● **INSTRUCTION**: Edit each of the records below by replacing "localization prompt" with "detection prompt", and write out the lines again with everything else left unchanged.

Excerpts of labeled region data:
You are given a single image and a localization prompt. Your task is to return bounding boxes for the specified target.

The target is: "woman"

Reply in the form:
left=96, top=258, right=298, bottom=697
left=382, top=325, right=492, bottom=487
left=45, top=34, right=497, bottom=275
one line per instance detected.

● **ANSWER FOR THIS EXERCISE**:
You are given a single image and a detection prompt. Your task is to return bounding boxes for the specified target.

The target is: "woman"

Reply in the form:
left=96, top=258, right=298, bottom=697
left=382, top=325, right=492, bottom=487
left=45, top=34, right=497, bottom=275
one line per instance detected.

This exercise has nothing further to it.